_Stated task_.
Please present every line of the items below as a numbered list, leaving out any blank lines.

_Items_.
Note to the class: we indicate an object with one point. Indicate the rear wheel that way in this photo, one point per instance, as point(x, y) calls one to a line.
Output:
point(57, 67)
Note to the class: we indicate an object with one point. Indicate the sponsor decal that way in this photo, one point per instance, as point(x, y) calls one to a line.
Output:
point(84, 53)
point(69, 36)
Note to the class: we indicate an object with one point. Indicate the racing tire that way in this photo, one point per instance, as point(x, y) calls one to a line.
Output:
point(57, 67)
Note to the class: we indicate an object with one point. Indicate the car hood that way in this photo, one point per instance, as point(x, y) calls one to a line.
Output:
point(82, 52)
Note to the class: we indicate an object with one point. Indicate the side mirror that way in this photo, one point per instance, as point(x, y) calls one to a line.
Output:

_Solution for this task_.
1. Note to the class: we indicate an object with one point. Indicate the rear wheel that way in this photo, one point per instance, as point(x, y) calls one to a line.
2. Output:
3. point(57, 67)
4. Note to the class: we indicate an object with one point. Indicate the sponsor decal that way in this photo, one point per instance, as point(x, y) calls one to a line.
5. Output:
6. point(84, 53)
7. point(69, 36)
8. Note to the class: we indicate an object with one point. Indicate the racing tire that way in this photo, one point per instance, as point(x, y) calls one to a line.
9. Output:
10. point(57, 67)
11. Note to the class: we indicate an object with one point. Indicate the car hood that way in this photo, one point per instance, as point(x, y) calls one to a line.
12. Output:
13. point(82, 52)
14. Note to the class: we indicate an object with one point. Indicate the side mirror that way in this photo, one point per instance, as point(x, y) calls one to a line.
15. Output:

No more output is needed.